Render the records below as a two-column CSV with the header columns text and answer. Give one row per record, put each field in quotes, and replace any line breaks with spaces.
======== TASK INPUT
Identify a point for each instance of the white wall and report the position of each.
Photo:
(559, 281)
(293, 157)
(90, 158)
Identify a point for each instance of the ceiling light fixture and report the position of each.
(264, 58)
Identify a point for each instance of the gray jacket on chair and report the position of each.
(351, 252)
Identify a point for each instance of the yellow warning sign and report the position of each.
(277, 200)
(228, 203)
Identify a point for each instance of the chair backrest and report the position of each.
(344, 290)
================
→ **EXERCISE RESULT**
text,answer
"Identify a point for each instance of the white wall and report the position of each. Photo:","(559, 281) (293, 157) (90, 158)"
"Identify a point for each instance of the ceiling light fixture and report the position of each.","(264, 58)"
"Identify a point for each instance of the gray jacket on chair and report the position of each.","(351, 252)"
"Identify a point for each instance of the yellow warning sign and report the position of each.","(277, 200) (228, 203)"
"Identify a point for each instance of the chair backrest and report the position of each.","(344, 290)"